PROBLEM TO WORK ON ▸ Can you find the lines of the listing that include "target" and copy every one?

BEGIN

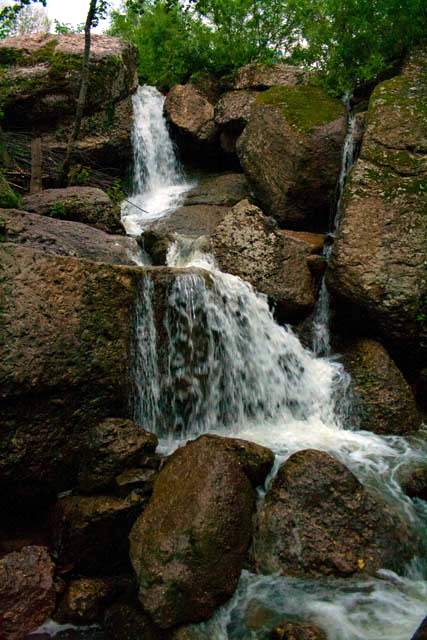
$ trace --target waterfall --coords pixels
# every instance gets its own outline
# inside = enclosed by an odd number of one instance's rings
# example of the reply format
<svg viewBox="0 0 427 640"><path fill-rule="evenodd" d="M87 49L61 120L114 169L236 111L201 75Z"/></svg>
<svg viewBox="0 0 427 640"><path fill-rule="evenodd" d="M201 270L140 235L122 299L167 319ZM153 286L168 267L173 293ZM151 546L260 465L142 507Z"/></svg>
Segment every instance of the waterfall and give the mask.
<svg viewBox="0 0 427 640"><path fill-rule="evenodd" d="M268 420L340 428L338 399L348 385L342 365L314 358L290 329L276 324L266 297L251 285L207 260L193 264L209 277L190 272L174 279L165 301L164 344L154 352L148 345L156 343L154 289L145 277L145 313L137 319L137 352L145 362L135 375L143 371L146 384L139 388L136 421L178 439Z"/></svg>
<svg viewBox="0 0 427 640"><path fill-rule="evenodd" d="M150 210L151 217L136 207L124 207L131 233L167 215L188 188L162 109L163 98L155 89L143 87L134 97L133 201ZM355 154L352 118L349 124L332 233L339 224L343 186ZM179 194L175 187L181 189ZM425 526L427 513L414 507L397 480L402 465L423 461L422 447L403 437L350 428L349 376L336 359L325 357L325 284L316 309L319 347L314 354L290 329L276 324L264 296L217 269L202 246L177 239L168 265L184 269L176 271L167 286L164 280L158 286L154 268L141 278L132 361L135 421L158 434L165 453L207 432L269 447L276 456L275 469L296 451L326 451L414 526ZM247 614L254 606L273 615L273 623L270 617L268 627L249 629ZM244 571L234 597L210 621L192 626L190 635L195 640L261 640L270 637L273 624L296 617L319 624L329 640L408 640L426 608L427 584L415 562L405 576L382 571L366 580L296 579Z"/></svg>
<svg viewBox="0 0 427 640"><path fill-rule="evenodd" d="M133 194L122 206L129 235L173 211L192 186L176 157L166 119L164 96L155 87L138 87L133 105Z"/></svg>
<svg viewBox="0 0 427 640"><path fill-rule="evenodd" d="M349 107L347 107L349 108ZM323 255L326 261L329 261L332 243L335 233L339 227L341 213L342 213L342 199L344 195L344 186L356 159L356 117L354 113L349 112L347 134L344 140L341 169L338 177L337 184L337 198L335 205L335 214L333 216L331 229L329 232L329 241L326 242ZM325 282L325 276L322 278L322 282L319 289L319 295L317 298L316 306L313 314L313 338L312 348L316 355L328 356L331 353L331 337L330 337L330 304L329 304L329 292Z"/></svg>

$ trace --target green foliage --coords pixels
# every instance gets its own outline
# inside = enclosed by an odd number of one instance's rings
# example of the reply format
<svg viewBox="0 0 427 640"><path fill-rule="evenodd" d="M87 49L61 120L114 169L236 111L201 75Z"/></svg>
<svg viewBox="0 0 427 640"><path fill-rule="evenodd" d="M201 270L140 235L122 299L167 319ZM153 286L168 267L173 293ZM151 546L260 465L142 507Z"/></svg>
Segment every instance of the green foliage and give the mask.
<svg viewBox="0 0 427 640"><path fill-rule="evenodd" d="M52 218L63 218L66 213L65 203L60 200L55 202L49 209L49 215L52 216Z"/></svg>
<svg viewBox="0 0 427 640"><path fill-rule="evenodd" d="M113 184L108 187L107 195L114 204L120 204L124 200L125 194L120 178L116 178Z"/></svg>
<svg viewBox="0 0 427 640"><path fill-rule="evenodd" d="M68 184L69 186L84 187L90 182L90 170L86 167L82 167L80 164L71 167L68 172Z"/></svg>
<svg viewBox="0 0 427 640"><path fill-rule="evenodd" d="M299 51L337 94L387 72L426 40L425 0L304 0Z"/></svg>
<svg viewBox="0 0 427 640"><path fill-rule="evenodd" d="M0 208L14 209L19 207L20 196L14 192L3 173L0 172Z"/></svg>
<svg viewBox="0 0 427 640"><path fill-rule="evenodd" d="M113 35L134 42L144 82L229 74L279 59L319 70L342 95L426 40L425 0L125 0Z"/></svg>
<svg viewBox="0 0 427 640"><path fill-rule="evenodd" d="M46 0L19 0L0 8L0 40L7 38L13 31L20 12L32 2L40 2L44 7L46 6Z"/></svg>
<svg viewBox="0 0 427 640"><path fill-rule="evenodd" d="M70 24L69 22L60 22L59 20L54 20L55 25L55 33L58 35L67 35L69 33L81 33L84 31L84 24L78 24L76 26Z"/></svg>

END

RESULT OF THIS TASK ▸
$ trace --target waterfall --coords pixels
$ trace --target green foliage --coords pixels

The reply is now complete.